__原文摘录__:
Gevent：基于 libev 与 Greenlet 实现。不同于 Eventlet 的用 python 实现的 hub 调度，Gevent 通过 Cython 调用 libev 来实现一个高效的 event loop 调度循环。同时类似于 Event，Gevent 也有自己的 monkey_patch，在打了补丁后，完全可以使用 python 线程的方式来无感知的使用协程，减少了开发成本。

在 Python 的世界里由于 GIL 的存在，线程一直都不是很好用，所以就有了各种协程的 hack。Gevnet 是当前使用起来最方便的协程，但是由于依赖于 libev 所以不能在 pypy上跑，如果需要在pypy上使用协程，Eventlet 是最好的选择。

gevent 属于第三方模块需要下载安装包
pip3 install --upgrade pip3
pip3 install gevent

示例：

import gevent
def fun1():
    print("www.baidu.com")  # 第一步
    gevent.sleep(0)
    print("end the baidu.com")  # 第三步

def fun2():
    print("www.zhihu.com")  # 第二步
    gevent.sleep(0)
    print("end th zhihu.com")  # 第四步

gevent.joinall([
    gevent.spawn(fun1),
    gevent.spawn(fun2),
])

示例：遇到 IO 操作自动切换：

import gevent
from gevent import monkey
from datetime import datetime
monkey.patch_all()
import requests


def func(url):
    print(f"[{datetime.now().replace(microsecond=0)}] 开始请求 {url}")
    gevent.sleep(0)
    proxies = {
        "http": "http://172.17.18.80:8080",
        "https": "http://172.17.18.80:8080",
    }
    proxies = None
    resp = requests.get(url, proxies=proxies)

__任务目标__:
a) 根据这段 Gevent 摘录，如果需要在 pypy 上使用协程，最好选择哪个库？
b) 请原样抄录 Gevent 摘录中介于“import requests”与“resp = requests.get(url, proxies=proxies)”之间的文字，首尾两处也包括在内。
下面的数据是独立材料，与这段 Gevent 摘录无关。

__数据展示__:

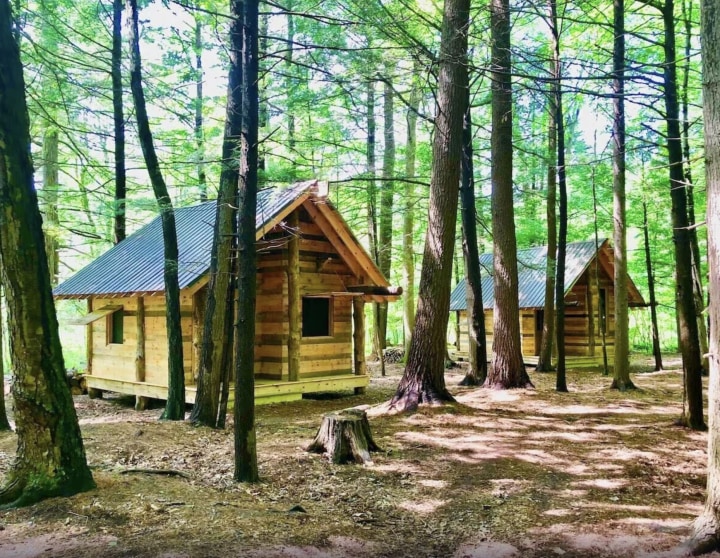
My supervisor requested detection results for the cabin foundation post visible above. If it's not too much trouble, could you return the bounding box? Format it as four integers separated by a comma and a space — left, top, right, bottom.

==

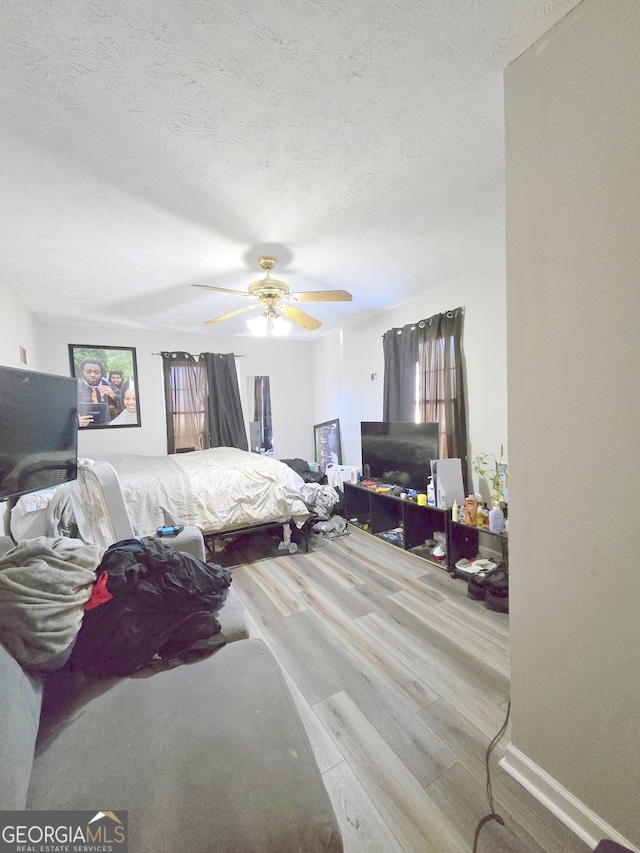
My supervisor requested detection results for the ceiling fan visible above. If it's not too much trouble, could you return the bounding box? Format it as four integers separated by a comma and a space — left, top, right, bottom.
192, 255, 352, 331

__答案列表__:
a) Eventlet。

b)
import requests


def func(url):
    print(f"[{datetime.now().replace(microsecond=0)}] 开始请求 {url}")
    gevent.sleep(0)
    proxies = {
        "http": "http://172.17.18.80:8080",
        "https": "http://172.17.18.80:8080",
    }
    proxies = None
    resp = requests.get(url, proxies=proxies)